**What to do**
Write out the entries, please, from the line containing "sample: [253, 276]." through their final line, exactly and with nothing else.

**Coordinate annotation entries**
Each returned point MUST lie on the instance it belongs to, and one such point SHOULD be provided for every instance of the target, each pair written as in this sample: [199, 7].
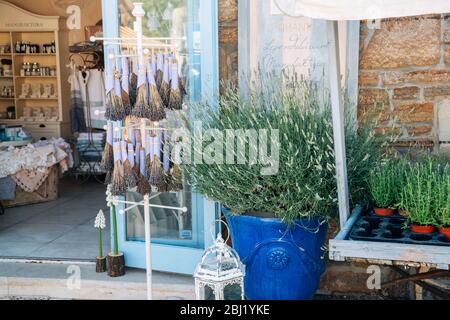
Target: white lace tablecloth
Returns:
[38, 157]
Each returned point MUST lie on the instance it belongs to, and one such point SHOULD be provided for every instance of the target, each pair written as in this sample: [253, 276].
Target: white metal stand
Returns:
[146, 204]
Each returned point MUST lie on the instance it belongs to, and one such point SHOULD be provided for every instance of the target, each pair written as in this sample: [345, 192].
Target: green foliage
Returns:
[305, 185]
[156, 8]
[382, 184]
[425, 195]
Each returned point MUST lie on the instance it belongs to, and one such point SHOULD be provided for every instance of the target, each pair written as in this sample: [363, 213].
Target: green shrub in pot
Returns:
[305, 185]
[272, 216]
[419, 194]
[442, 202]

**Result of this exercise**
Each returned point MUST lie on the instance it belongs to, and one such point SHOULD be provided for every instance of the target, each pair written as in this sample: [253, 276].
Target: white metal stand
Returns:
[146, 204]
Each returned point MUST lie on the instance it belongs to, and one such point SHOULD be provided for every instance of the target, each pair written as in this sample: [345, 192].
Target: green foliage
Returns:
[305, 185]
[156, 8]
[382, 184]
[425, 195]
Each returned point MUST lie on the instance it belongs to, and one such point SHOULD be provided for every instance of the target, each pair written as in this sample: [363, 213].
Target: green shrub in pot
Returns:
[305, 185]
[272, 216]
[419, 194]
[442, 202]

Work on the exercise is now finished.